__Supplied passage__:
=======

Yes, I also thought along these lines, this simplifies customization a lot.
And +1 to Jörn comment below about security.

Aliaksandr

On Fri, Apr 27, 2012 at 3:03 PM, [email protected] <
[email protected]> wrote:

> To bundle models inside a jar file would be nice also because of the
> customization factories. While using maven we can make a model depend on
> external jar that provides the factory.
>
>
> On Fri, Apr 27, 2012 at 9:08 AM, Jörn Kottmann <[email protected]> wrote:
>
> > On 04/27/2012 01:44 PM, Aliaksandr Autayeu wrote:
> >
> >> Ah, I see, it is for the stuff you do in sandbox. Looks very reasonable
> to
> >> me. But I would test for resource loading - we use jar artifacts to move
> >> our models along with the library, but now they're manually handled.
> With
> >> this new method it'll be easier.
> >>
> >
> > Placing models in jars and them somehow distribute them seems
> > to become a new trend.

=======

Stored items

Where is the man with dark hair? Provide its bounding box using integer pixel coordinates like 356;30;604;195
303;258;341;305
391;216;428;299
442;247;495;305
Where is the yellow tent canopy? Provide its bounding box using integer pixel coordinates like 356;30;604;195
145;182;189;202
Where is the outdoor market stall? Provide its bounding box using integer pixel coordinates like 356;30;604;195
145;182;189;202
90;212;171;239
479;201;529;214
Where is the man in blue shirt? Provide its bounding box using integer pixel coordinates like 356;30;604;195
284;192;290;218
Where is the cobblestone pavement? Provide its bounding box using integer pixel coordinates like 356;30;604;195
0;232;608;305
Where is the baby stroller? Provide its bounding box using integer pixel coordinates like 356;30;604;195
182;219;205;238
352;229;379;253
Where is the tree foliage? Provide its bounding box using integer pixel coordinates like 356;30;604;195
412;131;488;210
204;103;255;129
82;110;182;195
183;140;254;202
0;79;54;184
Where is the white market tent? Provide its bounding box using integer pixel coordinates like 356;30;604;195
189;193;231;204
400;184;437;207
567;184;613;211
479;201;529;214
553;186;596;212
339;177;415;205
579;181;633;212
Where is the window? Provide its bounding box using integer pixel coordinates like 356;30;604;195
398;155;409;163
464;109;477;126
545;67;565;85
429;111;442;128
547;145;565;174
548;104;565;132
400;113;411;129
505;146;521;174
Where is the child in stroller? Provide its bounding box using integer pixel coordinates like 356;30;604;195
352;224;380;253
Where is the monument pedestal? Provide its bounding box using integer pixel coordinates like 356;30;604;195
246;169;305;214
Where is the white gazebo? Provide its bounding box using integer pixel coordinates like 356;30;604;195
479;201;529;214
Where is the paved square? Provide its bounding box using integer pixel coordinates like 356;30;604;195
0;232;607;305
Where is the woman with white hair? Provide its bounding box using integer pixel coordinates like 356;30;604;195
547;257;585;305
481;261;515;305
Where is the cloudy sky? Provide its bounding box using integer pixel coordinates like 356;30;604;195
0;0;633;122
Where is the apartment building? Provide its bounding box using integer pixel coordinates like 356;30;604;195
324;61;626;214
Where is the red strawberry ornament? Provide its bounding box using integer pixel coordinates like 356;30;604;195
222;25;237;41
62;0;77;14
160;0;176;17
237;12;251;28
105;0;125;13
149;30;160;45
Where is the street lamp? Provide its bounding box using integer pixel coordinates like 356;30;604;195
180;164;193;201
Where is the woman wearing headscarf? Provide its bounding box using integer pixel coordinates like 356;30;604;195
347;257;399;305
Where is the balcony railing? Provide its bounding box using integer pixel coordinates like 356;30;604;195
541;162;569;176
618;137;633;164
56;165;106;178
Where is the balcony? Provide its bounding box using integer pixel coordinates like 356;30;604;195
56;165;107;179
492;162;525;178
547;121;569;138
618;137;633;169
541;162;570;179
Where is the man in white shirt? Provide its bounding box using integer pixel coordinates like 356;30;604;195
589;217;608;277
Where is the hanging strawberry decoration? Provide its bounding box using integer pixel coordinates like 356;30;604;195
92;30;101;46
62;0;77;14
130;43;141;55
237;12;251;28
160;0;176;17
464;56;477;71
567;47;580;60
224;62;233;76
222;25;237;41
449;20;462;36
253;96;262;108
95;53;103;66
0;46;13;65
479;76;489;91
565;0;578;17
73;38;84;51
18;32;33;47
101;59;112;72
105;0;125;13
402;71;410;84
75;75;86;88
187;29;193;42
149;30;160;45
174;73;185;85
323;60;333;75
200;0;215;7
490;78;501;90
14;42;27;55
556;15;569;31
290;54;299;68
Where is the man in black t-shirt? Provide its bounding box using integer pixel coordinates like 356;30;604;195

=======

__Exercises to complete__:
**1)** Answer these questions about the email thread:
(a) Which build tool is named as a way to make a model depend on an external jar that provides the factory?
(b) What does Aliaksandr say he would test for?
(c) In the last lines of the thread, what does placing models in jars and distributing them seem to be turning into?
**2)** Pull out every row of the stored items that contains the string "with".

__Complete answers__:
**1)**
(a) Maven
(b) Resource loading
(c) A new trend

**2)**
Where is the man with dark hair? Provide its bounding box using integer pixel coordinates like 356;30;604;195
Where is the woman with white hair? Provide its bounding box using integer pixel coordinates like 356;30;604;195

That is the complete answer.